(Entries shown Opens)

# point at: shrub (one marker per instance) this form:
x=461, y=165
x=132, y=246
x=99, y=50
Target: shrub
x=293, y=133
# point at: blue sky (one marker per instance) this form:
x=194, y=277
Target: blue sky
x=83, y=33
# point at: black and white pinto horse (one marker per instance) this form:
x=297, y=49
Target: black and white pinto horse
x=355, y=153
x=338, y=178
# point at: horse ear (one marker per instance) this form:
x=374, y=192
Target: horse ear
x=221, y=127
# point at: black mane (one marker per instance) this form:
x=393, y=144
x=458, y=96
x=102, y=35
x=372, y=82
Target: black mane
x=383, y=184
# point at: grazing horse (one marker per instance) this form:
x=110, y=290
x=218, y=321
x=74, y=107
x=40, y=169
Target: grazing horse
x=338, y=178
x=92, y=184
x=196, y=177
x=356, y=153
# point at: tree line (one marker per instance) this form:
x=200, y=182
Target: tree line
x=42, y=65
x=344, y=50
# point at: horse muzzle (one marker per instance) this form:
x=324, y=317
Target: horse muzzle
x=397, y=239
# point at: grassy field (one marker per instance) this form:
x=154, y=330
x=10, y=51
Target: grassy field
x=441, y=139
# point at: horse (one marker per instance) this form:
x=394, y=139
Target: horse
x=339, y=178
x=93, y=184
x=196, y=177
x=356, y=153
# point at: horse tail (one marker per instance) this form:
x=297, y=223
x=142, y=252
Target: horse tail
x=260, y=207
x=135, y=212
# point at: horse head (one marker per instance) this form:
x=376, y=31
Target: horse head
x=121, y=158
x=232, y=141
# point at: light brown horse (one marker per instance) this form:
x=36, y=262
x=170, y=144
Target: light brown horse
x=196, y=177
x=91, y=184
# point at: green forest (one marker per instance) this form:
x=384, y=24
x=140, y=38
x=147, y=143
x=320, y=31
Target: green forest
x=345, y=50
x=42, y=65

(Entries shown Closes)

◆ What the task requires
What this exercise asks for is an exact copy of all the records.

◆ Answer to the problem
# point at: shrub (one marker per instance) this form:
x=461, y=165
x=132, y=246
x=99, y=50
Target: shrub
x=293, y=133
# point at: blue sky (one marker per instance) this form:
x=194, y=277
Target: blue sky
x=83, y=33
# point at: black and white pinto horse (one marker per instance) this form:
x=297, y=49
Target: black and white pinto horse
x=355, y=153
x=338, y=178
# point at: horse ear (one marker per instance) this form:
x=374, y=192
Target: horse ear
x=221, y=127
# point at: black mane (one marker per instance) this form:
x=393, y=144
x=458, y=96
x=102, y=35
x=372, y=82
Target: black mane
x=383, y=184
# point at: grazing horse (one marker per instance) this form:
x=110, y=290
x=218, y=321
x=74, y=107
x=40, y=169
Target: grazing horse
x=338, y=178
x=92, y=184
x=196, y=177
x=356, y=153
# point at: tree line (one marker per instance) this form:
x=200, y=182
Target: tree line
x=42, y=65
x=344, y=50
# point at: horse muzzle (one marker per instance) this form:
x=324, y=317
Target: horse muzzle
x=397, y=239
# point at: grassy field (one marker per instance) this form:
x=154, y=330
x=10, y=51
Target: grassy field
x=441, y=139
# point at: horse (one marker per instance) this form:
x=394, y=139
Target: horse
x=339, y=178
x=93, y=184
x=196, y=177
x=356, y=153
# point at: horse tail (one marker per instance) this form:
x=297, y=223
x=142, y=252
Target: horse tail
x=260, y=207
x=135, y=212
# point at: horse head (one marker per instance) this form:
x=376, y=31
Target: horse head
x=121, y=158
x=232, y=141
# point at: light brown horse (one marker per instance) this form:
x=36, y=262
x=170, y=144
Target: light brown horse
x=196, y=177
x=91, y=184
# point at: green forest (one marker per instance) this form:
x=384, y=24
x=140, y=38
x=147, y=143
x=320, y=31
Target: green forest
x=345, y=50
x=42, y=65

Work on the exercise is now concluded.